> Prompt: Reproduce the entire listing below with its requests, and adjust each pin coordinate in the answers by adding -86 to every number. Leave the pictures out.

> Data for the task:
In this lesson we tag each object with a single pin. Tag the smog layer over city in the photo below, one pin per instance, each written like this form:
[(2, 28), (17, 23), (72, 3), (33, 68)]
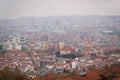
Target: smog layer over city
[(59, 40)]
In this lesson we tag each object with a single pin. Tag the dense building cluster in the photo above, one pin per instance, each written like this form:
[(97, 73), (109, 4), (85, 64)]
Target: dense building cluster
[(57, 49)]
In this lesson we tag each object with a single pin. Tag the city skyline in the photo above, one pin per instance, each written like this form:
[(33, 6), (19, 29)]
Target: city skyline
[(40, 8)]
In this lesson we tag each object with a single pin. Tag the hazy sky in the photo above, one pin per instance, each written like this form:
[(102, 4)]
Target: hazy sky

> Full response:
In this lesson we tag each object with a single pin. Tag the smog layer over city in the photo below, one pin per instance, each written like this form:
[(2, 28), (17, 23), (72, 3), (33, 68)]
Target: smog layer over city
[(-27, -46)]
In this lesson we tag each object with a single pin. Tag the dense building cluster in the photo above, one pin per instance, each written like this form:
[(97, 73), (109, 4), (85, 64)]
Target: dense building cluster
[(-29, -37)]
In this lesson we tag each object with a single pin. Tag the city skyline in the photo above, one pin per instance, each written like this form:
[(33, 6), (19, 29)]
Target: city skyline
[(-46, -78)]
In this lesson we tag each object with a single pin. Tag the hazy sky in the photo above, one pin per instance, each written like this form:
[(102, 4)]
Target: hazy sky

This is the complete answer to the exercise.